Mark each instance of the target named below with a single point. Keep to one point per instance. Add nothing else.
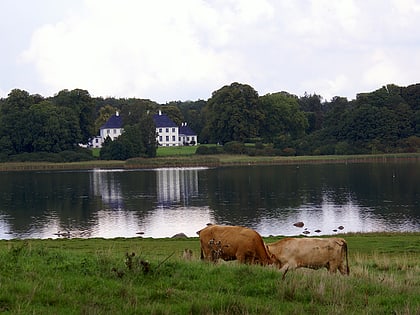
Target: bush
(235, 147)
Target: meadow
(151, 276)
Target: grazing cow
(233, 243)
(315, 253)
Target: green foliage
(282, 116)
(233, 113)
(138, 140)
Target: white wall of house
(167, 136)
(187, 139)
(113, 133)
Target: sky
(166, 50)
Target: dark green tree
(311, 104)
(233, 113)
(83, 105)
(132, 110)
(138, 140)
(282, 117)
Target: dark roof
(163, 121)
(113, 122)
(185, 130)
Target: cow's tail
(347, 258)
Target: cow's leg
(343, 270)
(284, 269)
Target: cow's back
(233, 242)
(310, 252)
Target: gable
(114, 122)
(163, 121)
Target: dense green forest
(33, 127)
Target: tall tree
(233, 113)
(84, 106)
(311, 104)
(282, 116)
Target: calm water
(163, 202)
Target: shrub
(235, 147)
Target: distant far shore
(207, 161)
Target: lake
(327, 198)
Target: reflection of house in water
(105, 185)
(176, 185)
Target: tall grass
(98, 276)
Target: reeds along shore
(210, 161)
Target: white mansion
(167, 132)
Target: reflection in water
(106, 186)
(176, 184)
(163, 202)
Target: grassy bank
(191, 160)
(95, 276)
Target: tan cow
(233, 243)
(314, 253)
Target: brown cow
(233, 243)
(314, 253)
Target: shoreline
(208, 161)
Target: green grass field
(98, 276)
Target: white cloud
(178, 50)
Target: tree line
(51, 128)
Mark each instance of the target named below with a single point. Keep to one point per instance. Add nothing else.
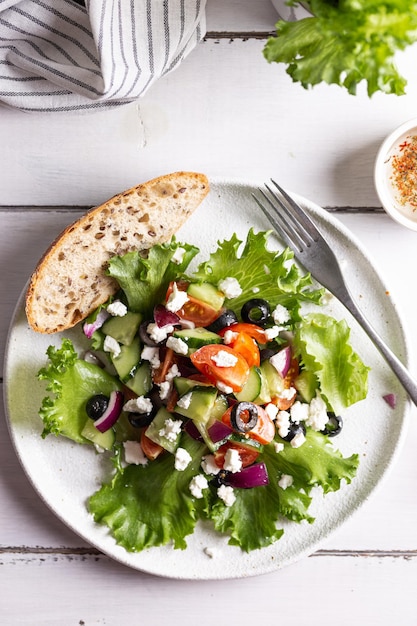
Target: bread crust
(70, 279)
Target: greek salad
(213, 394)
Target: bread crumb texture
(70, 280)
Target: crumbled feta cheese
(223, 387)
(138, 405)
(298, 440)
(283, 423)
(111, 345)
(178, 256)
(226, 493)
(152, 355)
(272, 410)
(159, 333)
(117, 309)
(185, 400)
(229, 336)
(171, 429)
(285, 481)
(176, 300)
(133, 453)
(209, 465)
(178, 345)
(232, 461)
(280, 314)
(230, 287)
(197, 484)
(224, 359)
(182, 459)
(317, 414)
(299, 412)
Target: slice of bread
(70, 280)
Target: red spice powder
(404, 172)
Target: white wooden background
(228, 113)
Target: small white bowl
(391, 157)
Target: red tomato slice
(235, 376)
(150, 449)
(248, 454)
(254, 331)
(247, 347)
(264, 431)
(196, 311)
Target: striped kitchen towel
(63, 55)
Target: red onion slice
(282, 361)
(163, 317)
(255, 475)
(112, 413)
(89, 329)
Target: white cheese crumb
(176, 300)
(285, 481)
(178, 345)
(280, 314)
(111, 345)
(209, 466)
(185, 400)
(117, 309)
(226, 493)
(133, 453)
(232, 461)
(224, 359)
(159, 333)
(197, 484)
(182, 459)
(230, 287)
(138, 405)
(171, 429)
(178, 256)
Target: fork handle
(399, 369)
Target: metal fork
(314, 253)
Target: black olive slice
(256, 311)
(244, 416)
(333, 426)
(96, 406)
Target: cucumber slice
(127, 361)
(201, 404)
(156, 429)
(103, 440)
(123, 329)
(197, 337)
(141, 382)
(208, 293)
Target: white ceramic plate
(65, 474)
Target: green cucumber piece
(201, 404)
(208, 293)
(141, 382)
(123, 329)
(127, 361)
(197, 337)
(156, 427)
(103, 440)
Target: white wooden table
(228, 113)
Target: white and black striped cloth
(63, 55)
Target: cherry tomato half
(264, 431)
(234, 376)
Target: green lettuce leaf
(71, 382)
(148, 506)
(347, 42)
(323, 345)
(271, 275)
(145, 280)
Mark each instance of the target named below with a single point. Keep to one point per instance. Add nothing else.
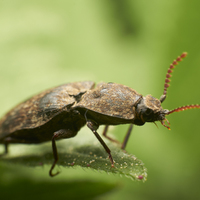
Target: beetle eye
(148, 115)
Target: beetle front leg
(93, 128)
(127, 137)
(105, 135)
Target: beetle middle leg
(123, 145)
(92, 126)
(62, 133)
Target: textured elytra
(41, 108)
(62, 111)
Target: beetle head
(150, 110)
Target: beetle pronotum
(62, 111)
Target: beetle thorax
(149, 109)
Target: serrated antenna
(170, 70)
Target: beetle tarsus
(90, 126)
(109, 138)
(127, 137)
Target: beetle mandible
(62, 111)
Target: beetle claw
(163, 123)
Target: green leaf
(82, 151)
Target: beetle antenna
(182, 108)
(168, 75)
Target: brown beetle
(61, 112)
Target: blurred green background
(132, 42)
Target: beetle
(62, 111)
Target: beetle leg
(91, 127)
(63, 133)
(105, 135)
(127, 137)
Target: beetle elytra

..........

Please convert all of the material above into a Markdown table with two columns, Row for a running number and Line for the text of each line, skipping any blank lines. Leave the pictures out of the table.

## Written response
| Row | Line |
|---|---|
| 1 | Mark each instance of the target named below with a single point. Keep to one point per instance. Add nothing else. |
| 2 | Target: bush |
| 3 | (235, 147) |
| 4 | Target: meadow |
| 5 | (151, 276) |
| 6 | Target: grazing cow |
| 7 | (233, 243) |
| 8 | (315, 253) |
| 9 | Target: green foliage |
| 10 | (282, 116) |
| 11 | (233, 113) |
| 12 | (138, 140) |
| 13 | Target: white wall of house |
| 14 | (167, 136) |
| 15 | (187, 139) |
| 16 | (113, 133) |
| 17 | Target: sky |
| 18 | (166, 50) |
| 19 | Target: dark green tree |
| 20 | (311, 104) |
| 21 | (233, 113) |
| 22 | (83, 105) |
| 23 | (132, 110) |
| 24 | (138, 140) |
| 25 | (282, 117) |
| 26 | Target: dark roof |
| 27 | (163, 121) |
| 28 | (113, 122) |
| 29 | (185, 130) |
| 30 | Target: cow's tail |
| 31 | (347, 258) |
| 32 | Target: cow's leg |
| 33 | (343, 270) |
| 34 | (284, 269) |
| 35 | Target: cow's back |
| 36 | (233, 242) |
| 37 | (310, 252) |
| 38 | Target: gable |
| 39 | (114, 122) |
| 40 | (163, 121) |
| 41 | Target: dense green forest |
| 42 | (33, 127) |
| 43 | Target: tall tree |
| 44 | (233, 113) |
| 45 | (84, 106) |
| 46 | (311, 104) |
| 47 | (282, 116) |
| 48 | Target: calm water |
| 49 | (163, 202) |
| 50 | Target: shrub |
| 51 | (235, 147) |
| 52 | Target: distant far shore |
| 53 | (207, 161) |
| 54 | Target: lake |
| 55 | (327, 198) |
| 56 | Target: reflection of house in water |
| 57 | (105, 185) |
| 58 | (176, 185) |
| 59 | Target: tall grass |
| 60 | (98, 276) |
| 61 | Target: reeds along shore |
| 62 | (210, 161) |
| 63 | Target: white mansion |
| 64 | (167, 132) |
| 65 | Target: reflection in water |
| 66 | (106, 186) |
| 67 | (176, 184) |
| 68 | (163, 202) |
| 69 | Target: grassy bank |
| 70 | (191, 160) |
| 71 | (95, 276) |
| 72 | Target: tan cow |
| 73 | (233, 243) |
| 74 | (314, 253) |
| 75 | Target: brown cow |
| 76 | (233, 243) |
| 77 | (314, 253) |
| 78 | Target: shoreline |
| 79 | (208, 161) |
| 80 | Target: green grass field |
| 81 | (98, 276) |
| 82 | Target: white cloud |
| 83 | (178, 50) |
| 84 | Target: tree line |
| 85 | (51, 128) |
| 86 | Mark each instance of the target named below with a single point. Keep to one point per instance. Add nothing else. |
| 87 | Target: bread crust |
| 88 | (70, 279) |
| 89 | Target: greek salad |
| 90 | (213, 394) |
| 91 | Target: bread crumb texture |
| 92 | (70, 280) |
| 93 | Target: crumbled feta cheese |
| 94 | (223, 387) |
| 95 | (138, 405) |
| 96 | (298, 440) |
| 97 | (283, 423) |
| 98 | (111, 345) |
| 99 | (178, 256) |
| 100 | (226, 493) |
| 101 | (152, 355) |
| 102 | (272, 410) |
| 103 | (159, 333) |
| 104 | (117, 309) |
| 105 | (185, 400) |
| 106 | (229, 336) |
| 107 | (171, 429) |
| 108 | (285, 481) |
| 109 | (176, 300) |
| 110 | (133, 453) |
| 111 | (209, 465) |
| 112 | (178, 345) |
| 113 | (232, 461) |
| 114 | (280, 314) |
| 115 | (230, 287) |
| 116 | (197, 484) |
| 117 | (224, 359) |
| 118 | (182, 459) |
| 119 | (317, 414) |
| 120 | (299, 412) |
| 121 | Target: slice of bread |
| 122 | (70, 280) |
| 123 | Target: red spice powder |
| 124 | (404, 172) |
| 125 | Target: white wooden background |
| 126 | (228, 113) |
| 127 | Target: small white bowl |
| 128 | (391, 157) |
| 129 | Target: red tomato slice |
| 130 | (235, 376) |
| 131 | (150, 449) |
| 132 | (248, 454) |
| 133 | (254, 331) |
| 134 | (247, 347) |
| 135 | (264, 431) |
| 136 | (196, 311) |
| 137 | Target: striped kitchen towel |
| 138 | (63, 55) |
| 139 | Target: red onion slice |
| 140 | (282, 361) |
| 141 | (163, 317) |
| 142 | (255, 475) |
| 143 | (112, 413) |
| 144 | (89, 329) |
| 145 | Target: white cheese crumb |
| 146 | (176, 300) |
| 147 | (285, 481) |
| 148 | (178, 345) |
| 149 | (280, 314) |
| 150 | (111, 345) |
| 151 | (209, 466) |
| 152 | (185, 400) |
| 153 | (117, 309) |
| 154 | (226, 493) |
| 155 | (133, 453) |
| 156 | (232, 461) |
| 157 | (224, 359) |
| 158 | (159, 333) |
| 159 | (197, 484) |
| 160 | (182, 459) |
| 161 | (230, 287) |
| 162 | (138, 405) |
| 163 | (171, 429) |
| 164 | (178, 256) |
| 165 | Target: fork handle |
| 166 | (399, 369) |
| 167 | Target: metal fork |
| 168 | (314, 253) |
| 169 | Target: black olive slice |
| 170 | (256, 311) |
| 171 | (244, 416) |
| 172 | (333, 426) |
| 173 | (96, 406) |
| 174 | Target: cucumber slice |
| 175 | (127, 361) |
| 176 | (201, 404) |
| 177 | (156, 429) |
| 178 | (103, 440) |
| 179 | (123, 329) |
| 180 | (197, 337) |
| 181 | (141, 382) |
| 182 | (208, 293) |
| 183 | Target: white ceramic plate |
| 184 | (65, 474) |
| 185 | Target: green cucumber piece |
| 186 | (201, 404) |
| 187 | (208, 293) |
| 188 | (141, 382) |
| 189 | (123, 329) |
| 190 | (127, 361) |
| 191 | (197, 337) |
| 192 | (156, 427) |
| 193 | (103, 440) |
| 194 | Target: white wooden table |
| 195 | (228, 113) |
| 196 | Target: white and black striped cloth |
| 197 | (63, 55) |
| 198 | Target: cherry tomato half |
| 199 | (264, 431) |
| 200 | (234, 376) |
| 201 | Target: green lettuce leaf |
| 202 | (71, 382) |
| 203 | (148, 506) |
| 204 | (347, 42) |
| 205 | (323, 345) |
| 206 | (271, 275) |
| 207 | (145, 280) |
| 208 | Mark each instance of the target named below with a single point. Keep to one point per instance. Add nothing else. |
| 209 | Target: beetle eye |
| 210 | (148, 115) |
| 211 | Target: beetle front leg |
| 212 | (93, 128) |
| 213 | (127, 137) |
| 214 | (105, 135) |
| 215 | Target: beetle middle leg |
| 216 | (123, 145) |
| 217 | (92, 126) |
| 218 | (62, 133) |
| 219 | Target: textured elytra |
| 220 | (41, 108) |
| 221 | (62, 111) |
| 222 | Target: beetle head |
| 223 | (150, 110) |
| 224 | Target: beetle pronotum |
| 225 | (62, 111) |
| 226 | Target: beetle thorax |
| 227 | (149, 109) |
| 228 | Target: serrated antenna |
| 229 | (170, 70) |
| 230 | Target: beetle tarsus |
| 231 | (90, 126) |
| 232 | (109, 138) |
| 233 | (127, 137) |
| 234 | Target: beetle mandible |
| 235 | (62, 111) |
| 236 | Target: beetle claw |
| 237 | (163, 123) |
| 238 | Target: green leaf |
| 239 | (82, 151) |
| 240 | Target: beetle antenna |
| 241 | (182, 108) |
| 242 | (168, 75) |
| 243 | Target: brown beetle |
| 244 | (61, 112) |
| 245 | Target: blurred green background |
| 246 | (132, 42) |
| 247 | Target: beetle |
| 248 | (62, 111) |
| 249 | Target: beetle leg |
| 250 | (91, 127) |
| 251 | (63, 133) |
| 252 | (105, 135) |
| 253 | (127, 137) |
| 254 | Target: beetle elytra |